### Work required
If a line in the listing below contains "slat", return that line.

□ □ □ □ □

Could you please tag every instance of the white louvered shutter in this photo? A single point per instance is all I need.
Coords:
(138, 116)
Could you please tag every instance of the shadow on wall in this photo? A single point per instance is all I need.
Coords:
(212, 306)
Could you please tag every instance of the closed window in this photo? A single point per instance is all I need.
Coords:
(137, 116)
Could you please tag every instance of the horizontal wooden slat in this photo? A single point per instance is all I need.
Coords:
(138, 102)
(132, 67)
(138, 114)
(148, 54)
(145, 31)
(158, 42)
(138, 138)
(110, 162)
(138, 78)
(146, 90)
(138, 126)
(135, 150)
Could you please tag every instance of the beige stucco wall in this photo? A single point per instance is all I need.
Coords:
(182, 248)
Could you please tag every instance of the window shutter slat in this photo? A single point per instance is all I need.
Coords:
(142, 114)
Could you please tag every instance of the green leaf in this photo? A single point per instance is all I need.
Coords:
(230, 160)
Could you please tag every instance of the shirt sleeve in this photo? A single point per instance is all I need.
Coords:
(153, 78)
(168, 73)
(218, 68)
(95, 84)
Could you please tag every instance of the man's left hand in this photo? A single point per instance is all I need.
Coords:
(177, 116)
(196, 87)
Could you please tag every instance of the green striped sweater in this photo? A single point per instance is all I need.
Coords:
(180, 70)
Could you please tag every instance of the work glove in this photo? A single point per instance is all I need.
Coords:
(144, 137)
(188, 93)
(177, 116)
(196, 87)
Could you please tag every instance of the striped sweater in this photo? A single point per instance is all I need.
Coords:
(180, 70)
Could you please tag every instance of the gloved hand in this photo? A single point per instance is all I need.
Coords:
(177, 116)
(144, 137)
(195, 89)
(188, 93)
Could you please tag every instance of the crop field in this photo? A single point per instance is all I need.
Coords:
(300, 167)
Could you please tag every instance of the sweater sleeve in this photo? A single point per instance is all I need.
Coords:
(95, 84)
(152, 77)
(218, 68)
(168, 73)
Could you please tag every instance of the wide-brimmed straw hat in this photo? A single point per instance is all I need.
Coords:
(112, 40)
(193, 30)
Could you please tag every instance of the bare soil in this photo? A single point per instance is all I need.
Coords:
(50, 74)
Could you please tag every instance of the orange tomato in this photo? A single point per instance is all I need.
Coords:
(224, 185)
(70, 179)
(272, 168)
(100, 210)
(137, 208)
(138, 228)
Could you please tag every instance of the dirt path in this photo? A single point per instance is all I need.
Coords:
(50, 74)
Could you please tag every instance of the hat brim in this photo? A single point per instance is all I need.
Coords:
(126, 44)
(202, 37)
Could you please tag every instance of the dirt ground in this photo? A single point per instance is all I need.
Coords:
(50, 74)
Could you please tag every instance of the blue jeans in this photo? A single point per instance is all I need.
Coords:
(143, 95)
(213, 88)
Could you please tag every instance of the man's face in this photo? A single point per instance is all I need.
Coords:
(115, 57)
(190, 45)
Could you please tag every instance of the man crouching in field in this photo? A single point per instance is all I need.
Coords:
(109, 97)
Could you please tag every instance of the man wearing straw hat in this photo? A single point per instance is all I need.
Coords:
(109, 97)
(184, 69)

□ □ □ □ □

### Answer space
Could you please tag every instance of the horizontal wooden slat in this photo? A single point per instance is all I need.
Could you please tag every instance of the window shutter slat in this photo? A single point per instance is all I need.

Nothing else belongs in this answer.